------ DATA EXCERPTS
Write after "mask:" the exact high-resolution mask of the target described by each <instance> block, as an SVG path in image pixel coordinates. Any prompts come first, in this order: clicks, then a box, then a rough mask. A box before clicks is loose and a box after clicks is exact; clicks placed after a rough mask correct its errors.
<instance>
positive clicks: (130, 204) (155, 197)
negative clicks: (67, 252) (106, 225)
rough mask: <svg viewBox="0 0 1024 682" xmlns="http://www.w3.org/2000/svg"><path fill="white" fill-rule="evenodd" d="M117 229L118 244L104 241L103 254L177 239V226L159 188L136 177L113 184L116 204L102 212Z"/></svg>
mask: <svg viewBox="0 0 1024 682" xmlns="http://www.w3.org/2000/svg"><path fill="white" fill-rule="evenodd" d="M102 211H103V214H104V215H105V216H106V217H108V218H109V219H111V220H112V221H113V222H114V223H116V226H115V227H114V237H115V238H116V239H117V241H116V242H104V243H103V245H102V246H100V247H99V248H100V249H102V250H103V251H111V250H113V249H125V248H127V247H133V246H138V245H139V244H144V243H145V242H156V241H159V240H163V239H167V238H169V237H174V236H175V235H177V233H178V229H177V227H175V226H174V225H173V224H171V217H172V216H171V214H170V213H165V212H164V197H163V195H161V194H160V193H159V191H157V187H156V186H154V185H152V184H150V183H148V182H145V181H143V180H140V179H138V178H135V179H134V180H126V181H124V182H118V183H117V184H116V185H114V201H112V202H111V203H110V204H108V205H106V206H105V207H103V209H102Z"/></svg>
------------
### PROBLEM DESCRIPTION
From the listing above, collect each line in which the string "clicks" appears.

### OUTPUT OF THE TASK
Write after "mask:" the exact high-resolution mask of the target described by each <instance> block, as an SVG path in image pixel coordinates. Any prompts come first, in this order: clicks, then a box, then a rough mask. A box before clicks is loose and a box after clicks is exact; clicks placed after a rough mask correct its errors.
positive clicks: (130, 204) (155, 197)
negative clicks: (67, 252) (106, 225)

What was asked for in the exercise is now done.